══ Stored data ══

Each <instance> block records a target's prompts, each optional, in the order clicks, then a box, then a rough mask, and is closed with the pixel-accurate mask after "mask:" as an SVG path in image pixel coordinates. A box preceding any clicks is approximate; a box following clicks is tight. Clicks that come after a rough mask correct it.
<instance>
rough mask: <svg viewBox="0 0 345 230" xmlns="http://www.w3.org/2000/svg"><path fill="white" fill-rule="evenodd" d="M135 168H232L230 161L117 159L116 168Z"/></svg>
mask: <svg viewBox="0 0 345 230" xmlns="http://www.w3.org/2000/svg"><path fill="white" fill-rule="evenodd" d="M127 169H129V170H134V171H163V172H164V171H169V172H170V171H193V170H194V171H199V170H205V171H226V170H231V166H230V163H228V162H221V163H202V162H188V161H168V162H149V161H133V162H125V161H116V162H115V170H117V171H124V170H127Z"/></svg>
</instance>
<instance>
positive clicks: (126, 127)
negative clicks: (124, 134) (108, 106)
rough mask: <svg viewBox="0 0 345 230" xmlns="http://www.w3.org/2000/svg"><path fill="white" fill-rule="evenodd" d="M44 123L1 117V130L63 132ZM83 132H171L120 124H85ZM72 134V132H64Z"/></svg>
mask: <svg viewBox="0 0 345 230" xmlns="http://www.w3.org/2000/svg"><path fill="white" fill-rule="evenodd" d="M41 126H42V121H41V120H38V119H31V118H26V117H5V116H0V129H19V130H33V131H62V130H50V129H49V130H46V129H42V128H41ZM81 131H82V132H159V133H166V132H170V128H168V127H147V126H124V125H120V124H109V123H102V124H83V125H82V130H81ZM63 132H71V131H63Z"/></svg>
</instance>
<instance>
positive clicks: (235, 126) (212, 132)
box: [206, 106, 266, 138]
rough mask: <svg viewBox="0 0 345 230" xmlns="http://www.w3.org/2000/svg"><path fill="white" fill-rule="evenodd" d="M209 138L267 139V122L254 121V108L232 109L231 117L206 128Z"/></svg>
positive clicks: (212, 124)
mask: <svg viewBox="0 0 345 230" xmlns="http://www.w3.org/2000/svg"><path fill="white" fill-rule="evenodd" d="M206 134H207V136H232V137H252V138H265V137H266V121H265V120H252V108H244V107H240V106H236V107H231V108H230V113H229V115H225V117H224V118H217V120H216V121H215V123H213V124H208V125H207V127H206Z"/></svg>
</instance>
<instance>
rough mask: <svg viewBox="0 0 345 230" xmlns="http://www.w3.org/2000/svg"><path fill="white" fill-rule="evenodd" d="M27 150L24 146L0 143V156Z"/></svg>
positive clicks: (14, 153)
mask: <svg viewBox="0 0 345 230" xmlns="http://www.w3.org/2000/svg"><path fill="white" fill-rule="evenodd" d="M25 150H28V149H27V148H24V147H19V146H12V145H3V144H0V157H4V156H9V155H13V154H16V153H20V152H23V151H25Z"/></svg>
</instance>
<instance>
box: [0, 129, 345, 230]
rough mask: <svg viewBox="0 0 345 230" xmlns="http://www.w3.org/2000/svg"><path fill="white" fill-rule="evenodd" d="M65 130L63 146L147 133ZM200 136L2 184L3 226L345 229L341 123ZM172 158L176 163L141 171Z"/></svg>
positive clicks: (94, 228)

═══

**Exercise prompt**
Go through the data above from its first line and copy each line exactly, stopping once the line with "box: [206, 106, 266, 138]" has been copied.

**Written reply**
Each <instance> block records a target's prompts, each optional, in the order clicks, then a box, then a rough mask, and is closed with the pixel-accurate mask after "mask:" as an SVG path in image pixel coordinates. A box preceding any clicks is approximate; a box following clicks is tight. Clicks that come after a rough mask correct it.
<instance>
rough mask: <svg viewBox="0 0 345 230" xmlns="http://www.w3.org/2000/svg"><path fill="white" fill-rule="evenodd" d="M135 168H232L230 161L117 159L116 168Z"/></svg>
mask: <svg viewBox="0 0 345 230" xmlns="http://www.w3.org/2000/svg"><path fill="white" fill-rule="evenodd" d="M127 169H129V170H134V171H163V172H164V171H169V172H170V171H193V170H194V171H199V170H205V171H226V170H231V166H230V163H228V162H221V163H202V162H188V161H168V162H149V161H133V162H125V161H116V162H115V170H117V171H124V170H127Z"/></svg>
</instance>
<instance>
positive clicks: (126, 127)
negative clicks: (124, 134) (108, 106)
rough mask: <svg viewBox="0 0 345 230" xmlns="http://www.w3.org/2000/svg"><path fill="white" fill-rule="evenodd" d="M44 123L1 117V130L63 132ZM83 132H171L120 124H85ZM72 134V132H64Z"/></svg>
mask: <svg viewBox="0 0 345 230" xmlns="http://www.w3.org/2000/svg"><path fill="white" fill-rule="evenodd" d="M41 126H42V121H41V120H38V119H31V118H26V117H5V116H0V129H19V130H33V131H62V130H50V129H49V130H46V129H42V128H41ZM81 131H82V132H159V133H166V132H170V128H168V127H147V126H124V125H120V124H109V123H102V124H83V125H82V130H81ZM63 132H71V131H63Z"/></svg>
</instance>
<instance>
positive clicks: (235, 126) (212, 132)
box: [206, 106, 266, 138]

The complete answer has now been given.